[begin Data excerpts]

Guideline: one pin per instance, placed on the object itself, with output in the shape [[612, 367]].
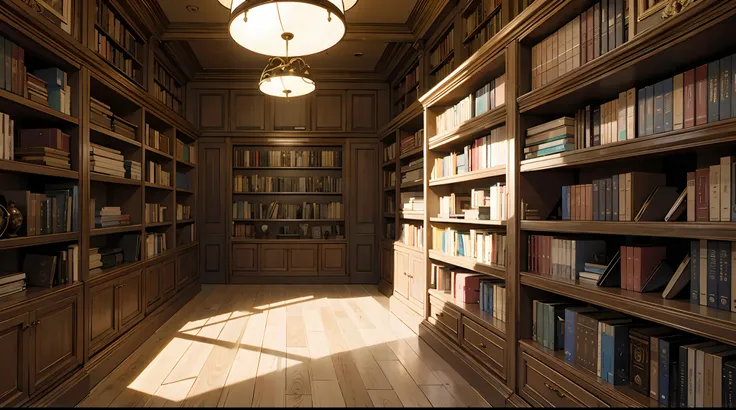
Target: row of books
[[277, 210], [658, 362], [484, 99], [108, 216], [53, 211], [598, 30], [412, 235], [157, 175], [106, 160], [389, 152], [156, 139], [155, 243], [411, 141], [101, 114], [261, 183], [183, 212], [186, 152], [286, 159], [485, 246], [442, 49], [154, 213], [484, 152]]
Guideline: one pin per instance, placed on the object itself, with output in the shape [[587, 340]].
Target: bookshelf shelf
[[622, 394], [289, 193], [93, 176], [498, 272], [638, 61], [159, 186], [158, 153], [23, 241], [21, 108], [472, 310], [34, 169], [720, 132], [470, 176], [115, 229], [468, 221], [112, 135], [724, 231], [678, 313], [463, 133]]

[end Data excerpts]

__Short task__.
Recast the rows above as a two-column CSV with the headers "prompt" and "points", one line per row, holding its text and its answer. Put each value in a single quoted field with line breaks replaced by spaces, and leave out the pictures.

__Correct answer__.
prompt,points
"Guideline: one pin per instance, placed on the object itself, with output in the shape [[612, 367]]. Target: row of books","[[277, 210], [658, 362], [484, 99], [108, 216], [53, 211], [598, 30], [412, 235], [157, 175], [106, 160], [389, 152], [156, 139], [155, 243], [411, 141], [101, 114], [261, 183], [183, 212], [186, 152], [286, 159], [485, 246], [442, 49], [154, 213], [484, 152]]"
"Guideline: one pin per instance, placed on the object itself, with output in the shape [[587, 340]]. Target: bookshelf shelf","[[622, 394], [289, 193], [93, 176], [498, 272], [638, 61], [159, 186], [158, 153], [23, 241], [21, 108], [472, 310], [34, 169], [720, 132], [470, 176], [115, 229], [468, 221], [112, 135], [724, 231], [678, 313], [463, 133]]"